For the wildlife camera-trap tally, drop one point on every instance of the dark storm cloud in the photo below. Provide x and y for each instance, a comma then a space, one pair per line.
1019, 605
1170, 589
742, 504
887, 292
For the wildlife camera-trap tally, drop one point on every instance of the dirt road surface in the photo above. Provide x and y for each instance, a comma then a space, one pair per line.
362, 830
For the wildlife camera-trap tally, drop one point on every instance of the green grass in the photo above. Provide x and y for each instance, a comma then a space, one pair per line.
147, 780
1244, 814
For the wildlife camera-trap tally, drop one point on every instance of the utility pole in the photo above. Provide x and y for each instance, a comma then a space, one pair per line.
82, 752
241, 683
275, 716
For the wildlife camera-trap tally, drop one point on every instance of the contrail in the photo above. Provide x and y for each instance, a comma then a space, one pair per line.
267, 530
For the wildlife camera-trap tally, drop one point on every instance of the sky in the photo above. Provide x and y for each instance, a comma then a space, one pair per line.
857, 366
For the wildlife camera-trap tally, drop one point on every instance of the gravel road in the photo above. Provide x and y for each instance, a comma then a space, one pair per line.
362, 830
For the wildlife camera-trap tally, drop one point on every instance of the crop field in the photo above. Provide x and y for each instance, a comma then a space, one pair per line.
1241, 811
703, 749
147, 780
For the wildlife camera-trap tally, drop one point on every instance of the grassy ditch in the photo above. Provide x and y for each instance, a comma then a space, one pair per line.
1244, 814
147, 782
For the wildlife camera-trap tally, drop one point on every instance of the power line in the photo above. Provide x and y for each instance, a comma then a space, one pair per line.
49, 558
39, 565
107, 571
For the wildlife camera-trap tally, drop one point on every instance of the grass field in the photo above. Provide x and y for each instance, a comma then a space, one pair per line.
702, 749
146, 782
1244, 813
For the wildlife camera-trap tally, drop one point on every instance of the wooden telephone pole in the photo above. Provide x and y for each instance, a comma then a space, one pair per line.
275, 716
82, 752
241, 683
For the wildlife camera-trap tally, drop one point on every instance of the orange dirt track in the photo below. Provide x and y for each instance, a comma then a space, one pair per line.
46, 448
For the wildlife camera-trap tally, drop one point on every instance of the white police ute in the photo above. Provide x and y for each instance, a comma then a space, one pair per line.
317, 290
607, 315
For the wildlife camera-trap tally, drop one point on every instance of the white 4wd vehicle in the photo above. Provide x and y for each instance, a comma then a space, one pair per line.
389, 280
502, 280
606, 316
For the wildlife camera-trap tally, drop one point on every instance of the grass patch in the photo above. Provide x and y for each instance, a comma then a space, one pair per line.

» **Task goal**: Update the records above by changing every "camera-trap tally" to "camera-trap count" and leaving everything else the same.

» **Written reply**:
For the wildlife camera-trap count, drop one point on every instance of the dark storm cloud in the photo below. Provide x and y for each instance, a comma then a space, one pair per line.
1019, 605
1170, 589
742, 504
887, 292
For the wildlife camera-trap count, drop one point on every instance of the dirt road surface in the photo above. Provide x and y for each instance, a comma then a space, one pair per line.
362, 830
For the wildlife camera-trap count, drop one point on every instance of the green grass in the photo above. Provide x and y for each instance, a comma then a space, one pair per line.
147, 780
1244, 814
For the wildlife camera-trap count, drop one point on every instance of the utility pole in the photo above. Provide x and y for each instance, a comma then a space, one pair per line.
82, 752
241, 683
275, 716
For the wildlife camera-trap count, drop one point on every instance of the contrail in the photo above. Provide x and y for each instance, a comma then a space, one pair per line.
267, 530
For the wildlife camera-trap count, drop one point on every instance of the sky in the photo above. Provide x and y for each instance, a comma then a space, one pair per line.
857, 366
For the wildlife camera-trap count, drop one point on every instance of the gravel road in the photo above. Provide x and y for each instance, a comma then a space, one pair per line.
362, 830
For the wildlife camera-trap count, drop one point on every instance of the crop field in the photo above. Provide x and y for each instance, a comma then a space, one pair per line.
1241, 811
703, 749
147, 780
For the wildlife camera-trap count, drop one point on every instance of the grassy ditch in the photo above. Provide x and y for each instance, a comma then a space, one pair per line.
1244, 814
147, 782
For the wildlife camera-trap count, drop one point on every instance of the power line in the photo above. Provide x and y for each instance, a comma then a space, one pair per line.
49, 558
39, 565
107, 571
For the wildlife camera-trap count, drop one point on every instance of the grass field in the photo above. Provide x and y for each instance, a comma then a space, one pair per line.
702, 749
146, 782
1244, 813
For the wildlife camera-trap count, drop one point on every instance of the wooden telephone pole in the photo above. Provide x and y for each instance, a comma then a space, one pair per line.
275, 716
82, 752
241, 683
For the wildlife camera-trap count, drop one point on every instance of the orange dirt track in the photo below. Provide x and y for each instance, a comma then a space, one pair per line.
46, 448
For the wildlife camera-trap count, drop one point on every instance of the white police ute in the photo above. Provide x and y for each instance, a comma then a space, one pair per line.
317, 290
607, 315
For the wildlife camera-trap count, drop one point on every instance of the white 4wd vehicle in the photo above. Provide x and y for each instance, a comma then a space, one pair per line.
389, 280
502, 280
606, 316
For the wildlife camera-trap count, drop one point on every instance of the grass patch in the photo above. Provide x and y for each instance, a comma then a space, one pair per line.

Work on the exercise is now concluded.